[Object location annotation data]
>> Start
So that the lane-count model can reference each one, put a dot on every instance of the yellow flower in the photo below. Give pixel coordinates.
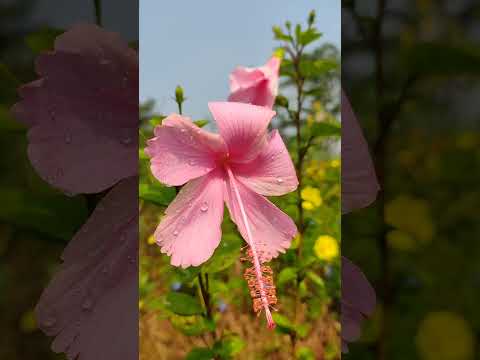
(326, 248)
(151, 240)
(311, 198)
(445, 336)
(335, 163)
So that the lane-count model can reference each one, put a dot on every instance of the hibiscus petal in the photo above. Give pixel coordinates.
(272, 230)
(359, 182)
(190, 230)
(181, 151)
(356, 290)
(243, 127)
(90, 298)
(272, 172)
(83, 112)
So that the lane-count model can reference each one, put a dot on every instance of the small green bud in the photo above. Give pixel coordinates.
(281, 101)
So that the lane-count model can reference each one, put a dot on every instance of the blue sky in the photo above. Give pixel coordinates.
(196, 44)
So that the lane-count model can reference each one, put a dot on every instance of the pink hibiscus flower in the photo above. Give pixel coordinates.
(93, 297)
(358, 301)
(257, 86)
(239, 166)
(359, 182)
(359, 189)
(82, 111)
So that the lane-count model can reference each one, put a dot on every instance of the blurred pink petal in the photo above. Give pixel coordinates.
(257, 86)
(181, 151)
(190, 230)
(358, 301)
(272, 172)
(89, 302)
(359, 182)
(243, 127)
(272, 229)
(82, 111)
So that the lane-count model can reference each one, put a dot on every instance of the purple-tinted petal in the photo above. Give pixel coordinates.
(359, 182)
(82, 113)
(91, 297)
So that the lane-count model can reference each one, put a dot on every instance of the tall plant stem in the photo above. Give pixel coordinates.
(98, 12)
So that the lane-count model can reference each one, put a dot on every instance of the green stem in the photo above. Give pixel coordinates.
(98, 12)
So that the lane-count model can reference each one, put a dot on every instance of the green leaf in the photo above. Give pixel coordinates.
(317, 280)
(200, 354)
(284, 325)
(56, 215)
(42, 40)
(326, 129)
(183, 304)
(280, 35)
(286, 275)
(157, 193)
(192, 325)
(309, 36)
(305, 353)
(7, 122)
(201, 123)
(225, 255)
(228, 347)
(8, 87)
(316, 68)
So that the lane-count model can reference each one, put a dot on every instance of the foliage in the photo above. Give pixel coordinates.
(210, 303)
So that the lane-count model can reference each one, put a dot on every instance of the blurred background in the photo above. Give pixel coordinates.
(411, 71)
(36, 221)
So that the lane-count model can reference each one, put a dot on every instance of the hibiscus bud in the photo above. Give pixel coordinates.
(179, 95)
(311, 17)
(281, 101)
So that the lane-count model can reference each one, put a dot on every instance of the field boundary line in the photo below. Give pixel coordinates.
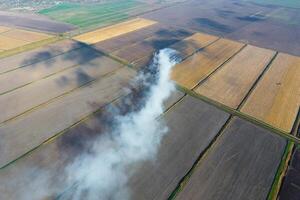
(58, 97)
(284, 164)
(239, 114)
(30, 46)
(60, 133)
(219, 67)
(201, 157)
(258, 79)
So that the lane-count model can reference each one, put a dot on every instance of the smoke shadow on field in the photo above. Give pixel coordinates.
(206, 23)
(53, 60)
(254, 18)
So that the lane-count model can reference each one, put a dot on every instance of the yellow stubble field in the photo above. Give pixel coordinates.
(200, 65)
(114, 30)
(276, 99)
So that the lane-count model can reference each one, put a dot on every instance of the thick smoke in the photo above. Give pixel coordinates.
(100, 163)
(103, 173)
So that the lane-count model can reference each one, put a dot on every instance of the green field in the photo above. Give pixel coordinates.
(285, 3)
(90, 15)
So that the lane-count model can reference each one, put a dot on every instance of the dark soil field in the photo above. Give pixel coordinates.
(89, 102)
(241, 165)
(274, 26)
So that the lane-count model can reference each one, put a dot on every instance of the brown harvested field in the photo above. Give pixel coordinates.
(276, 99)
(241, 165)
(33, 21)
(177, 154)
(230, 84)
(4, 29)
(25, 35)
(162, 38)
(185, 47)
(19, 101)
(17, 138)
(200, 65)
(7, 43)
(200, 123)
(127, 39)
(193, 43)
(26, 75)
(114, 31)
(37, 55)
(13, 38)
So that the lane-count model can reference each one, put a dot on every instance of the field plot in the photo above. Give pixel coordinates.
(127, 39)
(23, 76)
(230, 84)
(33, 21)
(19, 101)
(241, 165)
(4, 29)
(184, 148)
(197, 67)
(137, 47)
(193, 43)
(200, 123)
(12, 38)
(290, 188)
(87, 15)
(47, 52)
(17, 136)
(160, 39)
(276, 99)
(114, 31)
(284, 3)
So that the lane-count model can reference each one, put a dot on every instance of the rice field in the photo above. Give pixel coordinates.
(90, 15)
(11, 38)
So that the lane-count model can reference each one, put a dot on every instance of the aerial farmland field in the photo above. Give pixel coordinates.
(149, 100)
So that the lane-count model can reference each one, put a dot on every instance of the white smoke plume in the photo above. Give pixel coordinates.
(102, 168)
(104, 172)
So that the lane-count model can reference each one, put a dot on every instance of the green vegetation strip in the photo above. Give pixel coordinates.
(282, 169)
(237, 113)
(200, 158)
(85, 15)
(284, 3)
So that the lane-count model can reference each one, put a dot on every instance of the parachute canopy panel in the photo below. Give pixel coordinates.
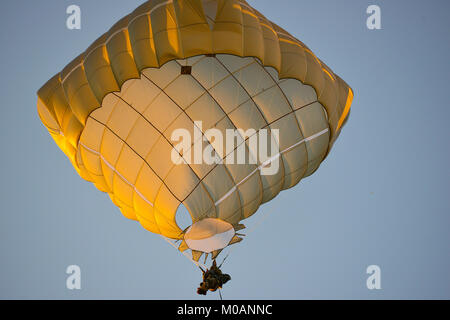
>> End
[Your instructions]
Leave out every picture and write out exactly the lines running from the line containing "of the aerial" to the end of the listing above.

[Answer to this problem]
So that the lane-count model can reference each one, put a dot on every instance of the aerial farmland field in the photo above. Give pixel coordinates.
(149, 100)
So that the lane-count model can reference each one, put a dot on every instance of the white smoke plume in the photo above. Give pixel coordinates.
(102, 168)
(104, 172)
So that the lane-count model can reference each one, put a dot on every instance of the green vegetation strip in the photo above. Give pixel coordinates.
(282, 169)
(237, 113)
(200, 158)
(85, 15)
(284, 3)
So that the lane-count model can reference each one, put a dot on every instance of the parachute canopy panel in the photo below. Give pixel coordinates.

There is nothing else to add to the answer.